**Activity A:** List every person whom the text about the parents' wedding anniversary identifies by name.
**Activity B:** Carry on the text about the parents' wedding anniversary from the point where it stops.

Text block below:

Today would have been my parents’ 70th wedding anniversary.
They were married on August 7, 1954, at the First Baptist Church in Hawkinsville.
My dad, the real True Gris, is not smiling in any of the black-and-white photos from across the years.
But trust me. He was a happy man. They shared 52 years together.
They met when my mother was a stewardess for Delta Airlines. My father was a junior resident physician at the VA Hospital Atlanta.
Mama had a cousin, Roy Sawyer Jr., who lived in College Park. His wife, Juanita, wanted to set her up with a man they knew. For the first date, matchmaker Juanita invited them to dinner at her house.
It did not go well.
“He was awful. I did not care for him at all,’’ my mother would later say.
But one Saturday afternoon, he showed up at her apartment with a friend.
That friend was my father, and my mother would claim it was “the best thing that ever happened to me.’’
She was attracted to him immediately, even if he was so poor he could not afford a car.
“I loved the fact that he was so intelligent, but most of all his kind, gentle and caring way,’’ she said. “First, I fell in love with his hands. They were the most beautiful ones I had ever seen.’’
Before my father proposed to my mom, he tested her. Only she didn’t know it at the time.
In those days, there was no cable car to the top of Stone Mountain. You had to climb the big rock – the largest piece of exposed granite in the world – from the sloped side. There was a marked trail, but it was a steep hike.
Not once did she complain. She passed the test.
They selected August 7 because it was when my father could get off work, and it gave my mother time to resign from her job at Delta. In the 1950s, stewardesses were not allowed to be married. (You were automatically terminated on your wedding day.) Delta did give you a “honeymoon pass” – two free airline tickets to any destination.
My mom bought her wedding dress at Rich’s department store, which had the largest and finest bridal department in Atlanta. It was chantilly lace with swede pearls sewn on the bodice and long sleeves. She wore a long train with tiers of Chantilly lace and a Juliet cap of matching lace.
She carried the white prayer book her grandmother had given to her when she was a little girl. Her bridesmaids wore white tulle dresses with pale yellow sashes and boleros and carried yellow flowers. My father and the groomsmen all wore black pants and white dinner jackets.
The minister at First Baptist, Byron Kennerly, performed the double ring ceremony. A violinist played “Clair de Loon,” and the soloist sang “Through the Years.” The hymn “Seal Us, Oh Holy Spirit’’ was sung for the prayer at the end.
My mom and dad memorized their vows and said them to each other rather than repeat after the preacher.
One of my mom’s ex-boyfriends unexpectedly showed up at the church. He was not invited, but fortunately he did not cause a scene.

End of Text block.
Data to examine below:

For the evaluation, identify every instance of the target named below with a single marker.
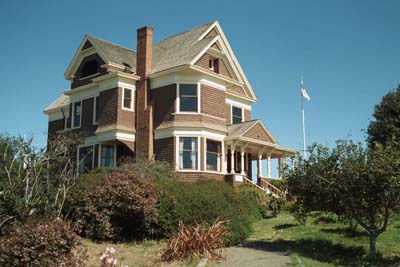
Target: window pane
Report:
(77, 114)
(188, 97)
(188, 153)
(85, 159)
(107, 156)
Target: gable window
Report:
(77, 113)
(237, 115)
(188, 153)
(96, 110)
(89, 68)
(213, 64)
(214, 157)
(188, 98)
(127, 100)
(85, 157)
(107, 156)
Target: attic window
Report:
(213, 64)
(89, 68)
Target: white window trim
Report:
(99, 156)
(177, 102)
(177, 168)
(221, 163)
(94, 110)
(79, 160)
(73, 115)
(132, 99)
(232, 106)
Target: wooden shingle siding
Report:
(257, 132)
(126, 118)
(164, 104)
(211, 99)
(164, 149)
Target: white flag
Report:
(304, 94)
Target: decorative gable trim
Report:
(80, 54)
(227, 50)
(268, 133)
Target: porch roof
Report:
(254, 136)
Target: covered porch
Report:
(251, 141)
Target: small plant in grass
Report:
(197, 241)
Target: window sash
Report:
(188, 98)
(188, 156)
(77, 114)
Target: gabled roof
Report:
(241, 129)
(178, 50)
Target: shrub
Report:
(197, 241)
(121, 206)
(202, 203)
(49, 242)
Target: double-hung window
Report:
(214, 156)
(107, 155)
(127, 100)
(85, 157)
(77, 113)
(237, 115)
(188, 98)
(188, 153)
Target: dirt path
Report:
(251, 257)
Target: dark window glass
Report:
(107, 156)
(97, 109)
(128, 98)
(77, 114)
(188, 153)
(85, 159)
(236, 115)
(89, 68)
(213, 155)
(188, 97)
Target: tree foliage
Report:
(351, 181)
(386, 125)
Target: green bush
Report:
(203, 202)
(50, 242)
(115, 204)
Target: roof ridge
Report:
(191, 29)
(108, 42)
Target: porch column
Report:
(233, 147)
(279, 167)
(259, 165)
(223, 160)
(242, 160)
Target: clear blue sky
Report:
(347, 51)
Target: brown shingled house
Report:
(185, 100)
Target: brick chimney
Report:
(144, 108)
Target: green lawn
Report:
(324, 244)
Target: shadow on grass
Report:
(345, 231)
(284, 226)
(323, 251)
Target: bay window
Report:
(188, 153)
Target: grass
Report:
(324, 243)
(133, 254)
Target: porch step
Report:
(268, 188)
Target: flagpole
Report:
(304, 127)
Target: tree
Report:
(386, 125)
(359, 183)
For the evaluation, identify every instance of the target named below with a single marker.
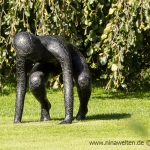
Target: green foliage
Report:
(112, 34)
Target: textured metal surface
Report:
(47, 52)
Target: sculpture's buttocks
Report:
(46, 51)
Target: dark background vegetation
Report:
(113, 35)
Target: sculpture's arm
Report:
(21, 88)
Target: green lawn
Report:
(112, 118)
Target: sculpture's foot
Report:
(81, 114)
(67, 120)
(17, 121)
(45, 116)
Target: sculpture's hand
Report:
(21, 88)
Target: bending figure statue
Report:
(51, 55)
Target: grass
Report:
(112, 117)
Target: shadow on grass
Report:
(109, 116)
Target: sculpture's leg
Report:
(82, 78)
(37, 83)
(83, 83)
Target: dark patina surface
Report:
(51, 55)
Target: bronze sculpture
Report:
(51, 54)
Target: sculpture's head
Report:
(28, 45)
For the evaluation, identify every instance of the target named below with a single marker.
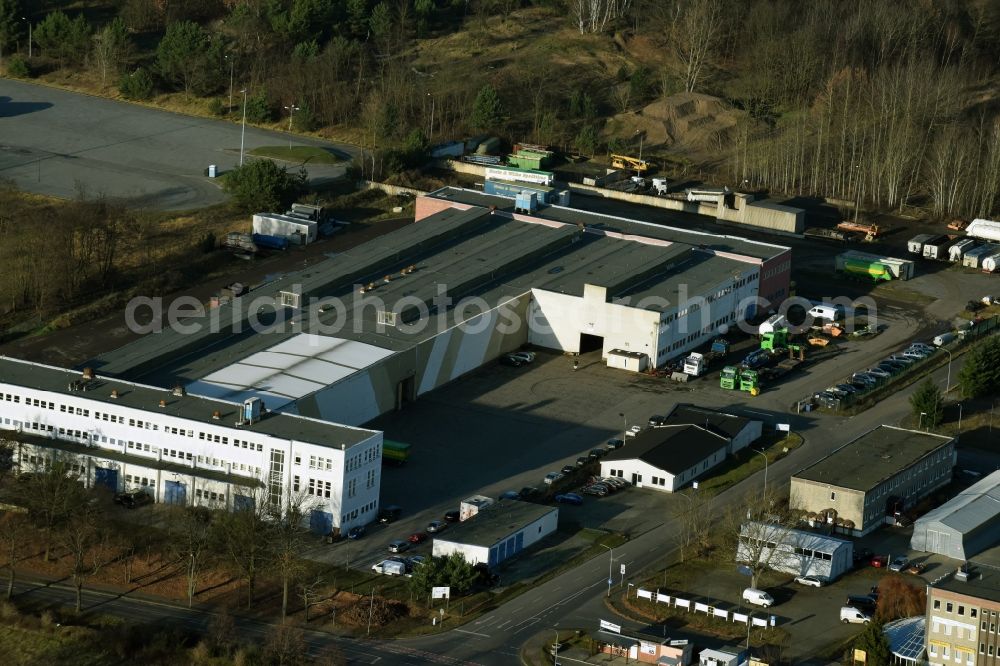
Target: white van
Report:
(752, 595)
(828, 312)
(852, 615)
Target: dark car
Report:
(389, 514)
(512, 360)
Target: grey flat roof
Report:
(983, 582)
(190, 407)
(976, 505)
(879, 454)
(472, 253)
(714, 241)
(674, 448)
(728, 425)
(495, 523)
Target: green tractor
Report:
(729, 377)
(749, 382)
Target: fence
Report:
(657, 597)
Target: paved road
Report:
(52, 141)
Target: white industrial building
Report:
(186, 449)
(794, 551)
(296, 230)
(498, 532)
(399, 316)
(964, 526)
(691, 441)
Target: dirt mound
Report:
(689, 122)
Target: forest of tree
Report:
(888, 102)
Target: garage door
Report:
(321, 522)
(106, 478)
(175, 492)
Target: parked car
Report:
(552, 477)
(757, 597)
(398, 546)
(569, 498)
(512, 360)
(436, 526)
(809, 581)
(851, 615)
(389, 514)
(899, 564)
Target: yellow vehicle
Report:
(626, 162)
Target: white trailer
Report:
(296, 230)
(958, 250)
(985, 229)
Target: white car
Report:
(811, 581)
(899, 564)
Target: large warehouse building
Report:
(861, 485)
(394, 318)
(964, 526)
(185, 449)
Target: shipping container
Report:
(272, 242)
(916, 244)
(985, 229)
(973, 257)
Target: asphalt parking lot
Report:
(56, 141)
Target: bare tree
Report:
(13, 528)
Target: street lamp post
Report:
(29, 35)
(291, 114)
(243, 129)
(765, 468)
(232, 63)
(611, 561)
(947, 382)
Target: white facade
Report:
(498, 545)
(295, 229)
(644, 475)
(176, 457)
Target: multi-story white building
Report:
(186, 449)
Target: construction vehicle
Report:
(750, 382)
(626, 162)
(871, 231)
(728, 378)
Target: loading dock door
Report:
(106, 478)
(320, 522)
(175, 492)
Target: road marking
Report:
(463, 631)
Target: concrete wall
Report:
(557, 321)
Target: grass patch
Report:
(748, 462)
(298, 154)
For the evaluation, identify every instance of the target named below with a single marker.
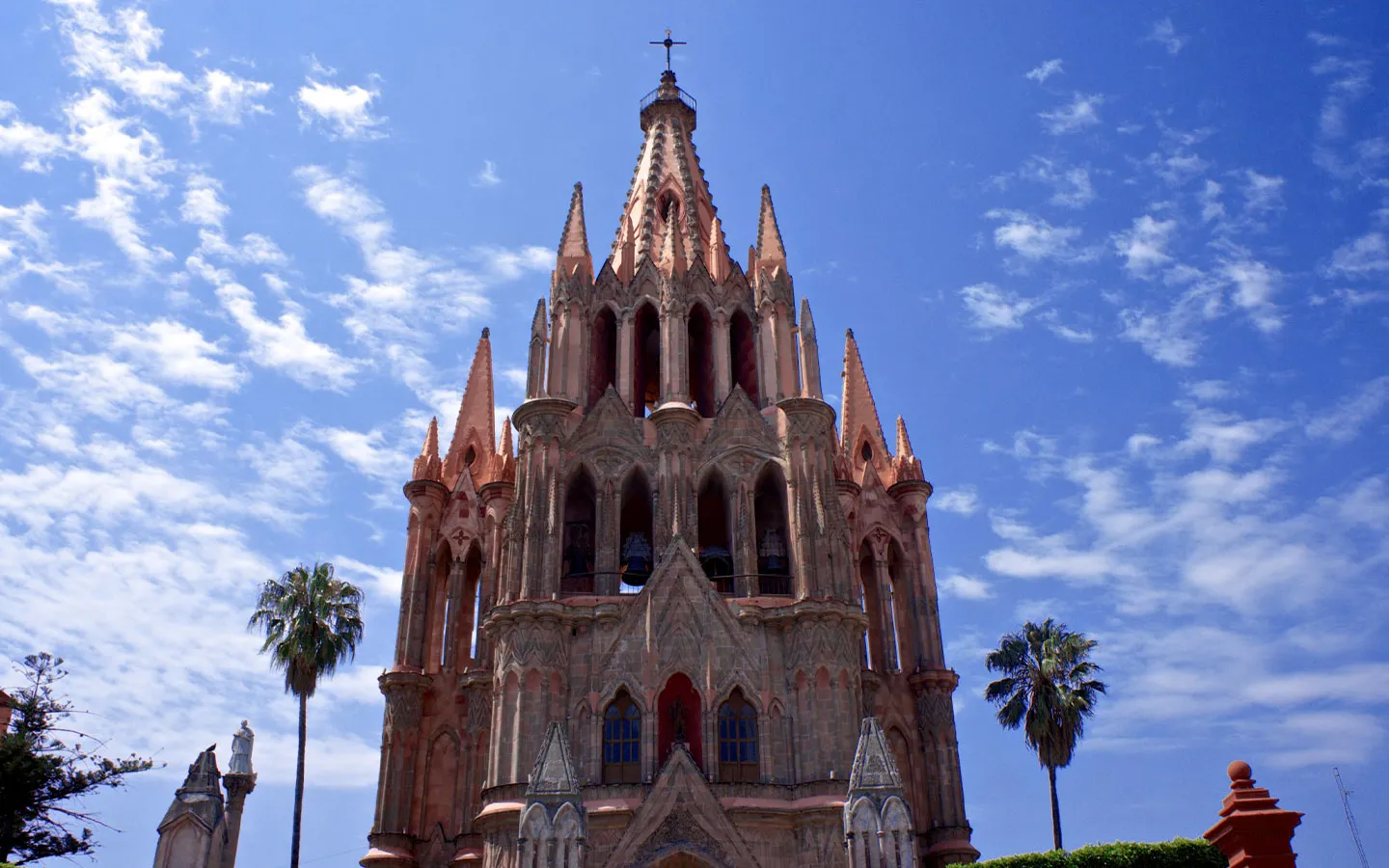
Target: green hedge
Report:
(1180, 853)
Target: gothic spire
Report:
(672, 252)
(667, 185)
(858, 414)
(426, 466)
(474, 428)
(574, 240)
(808, 353)
(770, 250)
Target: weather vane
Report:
(668, 43)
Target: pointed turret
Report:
(668, 192)
(717, 256)
(672, 252)
(426, 466)
(860, 432)
(770, 249)
(474, 428)
(535, 360)
(905, 464)
(808, 354)
(504, 463)
(574, 258)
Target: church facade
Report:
(672, 617)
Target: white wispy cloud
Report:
(1045, 69)
(32, 145)
(965, 587)
(962, 502)
(1035, 239)
(120, 53)
(285, 344)
(994, 309)
(344, 113)
(201, 202)
(1348, 419)
(1363, 258)
(1164, 34)
(1081, 113)
(228, 97)
(486, 176)
(1143, 248)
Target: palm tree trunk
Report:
(299, 782)
(1050, 773)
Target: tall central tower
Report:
(688, 622)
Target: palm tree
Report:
(1048, 688)
(312, 622)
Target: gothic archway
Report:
(678, 719)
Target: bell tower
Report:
(657, 630)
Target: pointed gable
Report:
(553, 771)
(682, 816)
(874, 766)
(685, 622)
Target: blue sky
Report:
(1124, 270)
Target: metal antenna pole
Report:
(1350, 818)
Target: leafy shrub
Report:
(1180, 853)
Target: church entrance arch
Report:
(682, 860)
(678, 710)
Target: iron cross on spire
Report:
(668, 44)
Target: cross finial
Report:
(668, 43)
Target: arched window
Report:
(580, 510)
(603, 372)
(770, 520)
(646, 362)
(742, 349)
(738, 739)
(622, 741)
(900, 610)
(635, 529)
(714, 536)
(700, 332)
(471, 603)
(874, 644)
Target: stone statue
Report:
(242, 750)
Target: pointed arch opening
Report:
(471, 605)
(742, 349)
(899, 609)
(738, 739)
(770, 528)
(874, 644)
(700, 332)
(714, 530)
(603, 368)
(622, 741)
(678, 719)
(635, 529)
(580, 513)
(646, 360)
(439, 610)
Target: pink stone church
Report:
(687, 621)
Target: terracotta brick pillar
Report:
(1253, 830)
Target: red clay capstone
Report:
(1253, 830)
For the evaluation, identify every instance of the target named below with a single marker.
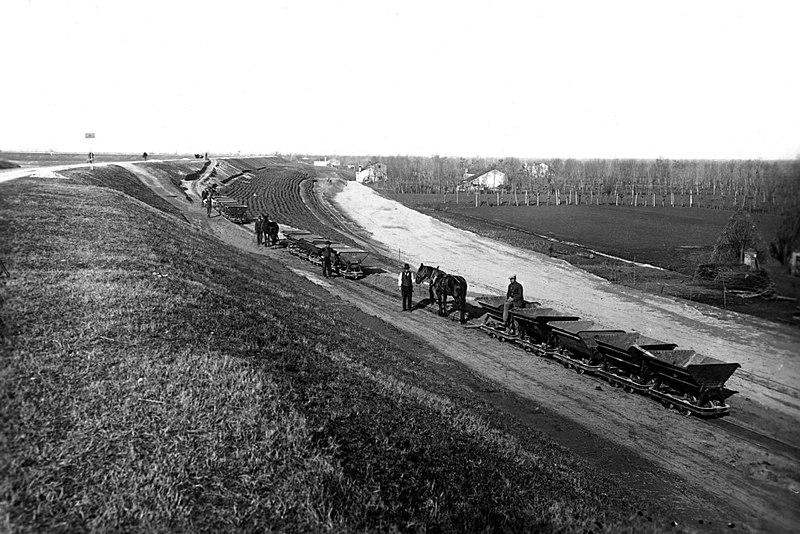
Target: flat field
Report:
(676, 239)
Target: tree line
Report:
(762, 185)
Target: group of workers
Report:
(514, 294)
(263, 231)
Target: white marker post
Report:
(90, 135)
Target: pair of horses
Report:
(444, 284)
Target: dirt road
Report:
(721, 472)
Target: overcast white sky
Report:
(694, 79)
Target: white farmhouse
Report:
(488, 180)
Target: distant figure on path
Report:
(259, 230)
(406, 285)
(514, 298)
(211, 193)
(327, 252)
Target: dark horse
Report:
(444, 284)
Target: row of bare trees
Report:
(771, 186)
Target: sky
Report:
(531, 79)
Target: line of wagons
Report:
(680, 379)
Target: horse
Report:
(271, 231)
(444, 284)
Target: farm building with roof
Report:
(491, 179)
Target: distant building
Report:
(751, 259)
(492, 179)
(375, 172)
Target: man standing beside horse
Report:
(406, 285)
(514, 298)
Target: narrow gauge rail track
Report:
(726, 424)
(755, 437)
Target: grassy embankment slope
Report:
(156, 379)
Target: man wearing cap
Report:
(514, 298)
(406, 285)
(326, 260)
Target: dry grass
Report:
(157, 380)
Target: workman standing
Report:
(406, 285)
(327, 252)
(259, 230)
(514, 298)
(212, 192)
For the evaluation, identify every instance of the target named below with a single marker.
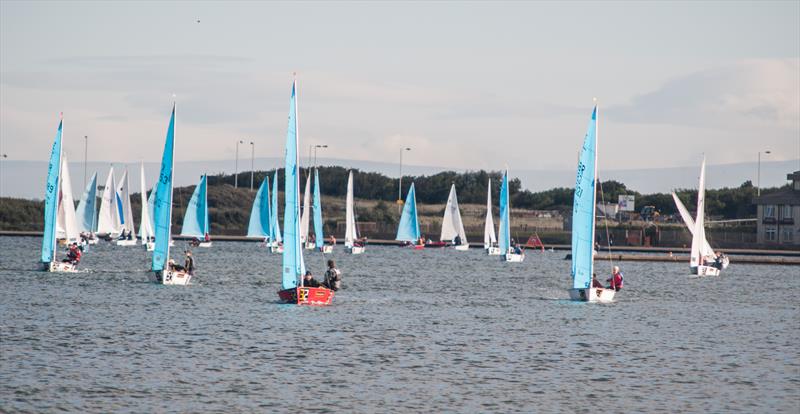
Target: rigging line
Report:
(605, 221)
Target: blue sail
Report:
(293, 265)
(51, 199)
(259, 214)
(86, 211)
(583, 206)
(318, 212)
(274, 223)
(408, 230)
(162, 207)
(195, 221)
(504, 237)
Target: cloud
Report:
(751, 93)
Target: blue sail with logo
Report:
(504, 236)
(408, 230)
(259, 225)
(274, 222)
(51, 199)
(293, 265)
(87, 207)
(162, 206)
(195, 221)
(583, 206)
(318, 212)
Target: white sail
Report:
(452, 225)
(699, 236)
(351, 232)
(489, 238)
(305, 216)
(146, 226)
(688, 220)
(108, 221)
(66, 221)
(127, 210)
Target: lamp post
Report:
(85, 156)
(400, 185)
(758, 177)
(236, 166)
(252, 162)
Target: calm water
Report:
(430, 331)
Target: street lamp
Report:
(315, 153)
(758, 178)
(252, 161)
(85, 155)
(400, 185)
(236, 166)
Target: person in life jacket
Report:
(616, 280)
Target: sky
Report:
(466, 85)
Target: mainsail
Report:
(146, 225)
(195, 221)
(351, 232)
(293, 265)
(51, 199)
(260, 215)
(408, 230)
(583, 206)
(162, 207)
(108, 222)
(452, 225)
(318, 212)
(87, 211)
(489, 238)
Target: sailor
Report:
(333, 277)
(309, 281)
(595, 282)
(73, 254)
(188, 265)
(616, 280)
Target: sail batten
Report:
(583, 206)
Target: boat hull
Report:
(61, 267)
(514, 258)
(705, 271)
(356, 249)
(592, 295)
(307, 296)
(171, 277)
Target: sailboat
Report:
(701, 254)
(51, 201)
(86, 213)
(305, 217)
(452, 226)
(127, 212)
(162, 216)
(318, 235)
(195, 221)
(351, 242)
(489, 239)
(583, 222)
(66, 222)
(276, 245)
(259, 226)
(108, 221)
(146, 225)
(408, 229)
(293, 268)
(509, 252)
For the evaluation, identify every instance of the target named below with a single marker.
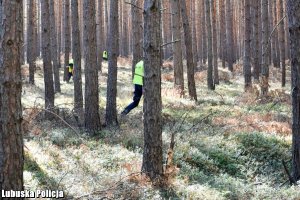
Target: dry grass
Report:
(109, 164)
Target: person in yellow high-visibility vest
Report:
(104, 55)
(138, 80)
(70, 69)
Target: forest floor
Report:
(229, 145)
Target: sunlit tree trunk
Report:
(113, 47)
(152, 157)
(11, 135)
(189, 52)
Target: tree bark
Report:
(256, 42)
(247, 48)
(137, 29)
(67, 37)
(189, 52)
(100, 38)
(293, 12)
(222, 32)
(229, 36)
(210, 80)
(32, 37)
(76, 49)
(215, 42)
(91, 117)
(152, 157)
(47, 65)
(11, 134)
(282, 43)
(54, 52)
(177, 50)
(113, 51)
(204, 36)
(265, 57)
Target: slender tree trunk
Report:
(229, 31)
(177, 50)
(76, 49)
(100, 38)
(222, 31)
(204, 37)
(256, 42)
(282, 44)
(67, 37)
(11, 134)
(194, 35)
(32, 37)
(210, 80)
(47, 65)
(152, 157)
(189, 52)
(215, 42)
(54, 53)
(293, 12)
(276, 37)
(265, 57)
(91, 112)
(137, 29)
(247, 59)
(111, 104)
(125, 31)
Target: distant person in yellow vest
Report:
(70, 69)
(138, 80)
(105, 56)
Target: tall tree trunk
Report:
(152, 157)
(194, 35)
(229, 36)
(222, 31)
(113, 51)
(32, 37)
(247, 52)
(204, 37)
(106, 23)
(177, 50)
(256, 43)
(210, 80)
(293, 12)
(47, 65)
(215, 42)
(100, 38)
(67, 37)
(54, 53)
(265, 57)
(282, 44)
(189, 52)
(11, 134)
(76, 49)
(125, 31)
(91, 117)
(276, 38)
(137, 29)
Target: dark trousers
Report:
(70, 74)
(138, 92)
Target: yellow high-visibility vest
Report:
(138, 73)
(104, 56)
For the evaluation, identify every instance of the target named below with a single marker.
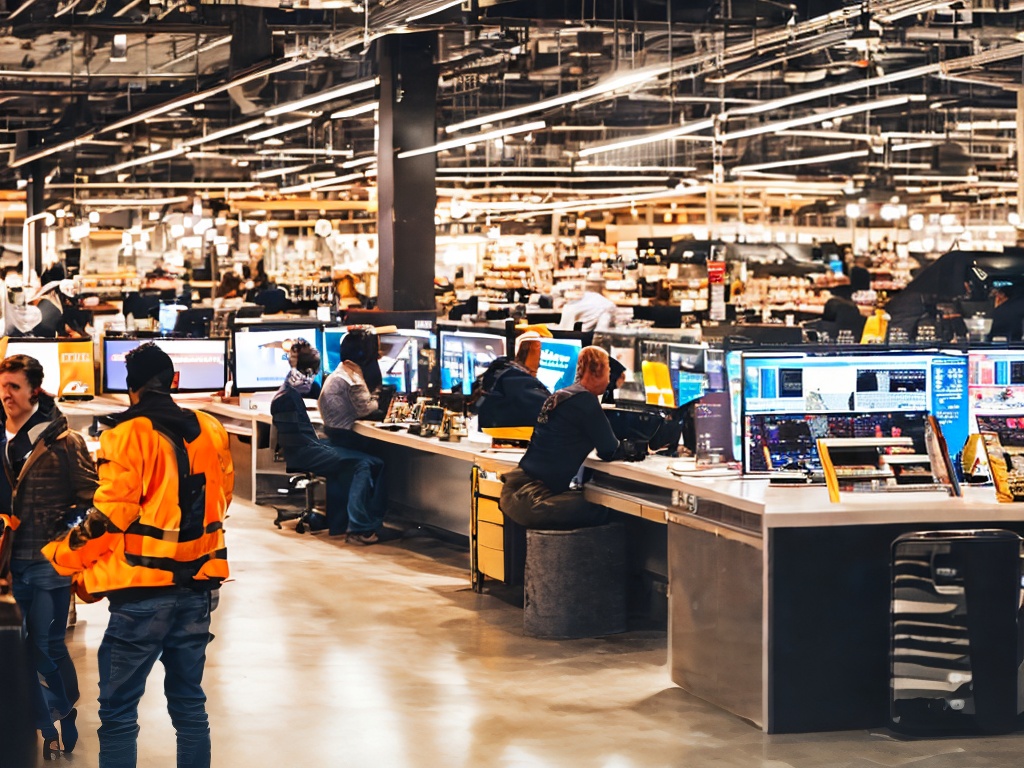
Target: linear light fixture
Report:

End of Data to examine.

**Task result A:** Roy Sawyer Jr., Juanita, Byron Kennerly

**Task result B:**
There was no clubhouse or hotel in Hawkinsville that was suitable for a reception, so it was held in the basement of the church. My grandfather cut down small pine trees to cover the walls so it looked as if they were in a garden. Wedding cake was served, along with punch and ice cream squares with a yellow bell.
They spent their honeymoon night at the Moss Oaks Motel outside of Perry, then drove to the Atlanta Airport the next morning. They flew to New Orleans and boarded a Delta Constellation for Montego Bay, Jamaica, where they took a wild, 60-mile taxi ride in the middle of the night to Tower Isle.
They honeymooned for a week. Their total bill was $111.68.
My father died in 2006. We were blessed that he lived long enough for them to celebrate their 50th wedding anniversary in 2004.
For their anniversary, we took them to Hawkinsville. I arranged for someone to open the doors at First Baptist on a Saturday morning to let them spend some time in the sanctuary where it all began.
Afterward, we headed to Perry for lunch and drive past the cement plant in Clinchfield. When the Grisamore children were growing up, they would always tell us the story about stopping there after the wedding so my dad could take the tin cans off the back of the car. I think about it every time I pass by there.
The Moss Oaks Motel is long gone so we stopped at the New Perry Hotel for a delightful lunch.
I thought about that the other day when I read about how the bulldozers were tearing down the historic hotel. It made me sad.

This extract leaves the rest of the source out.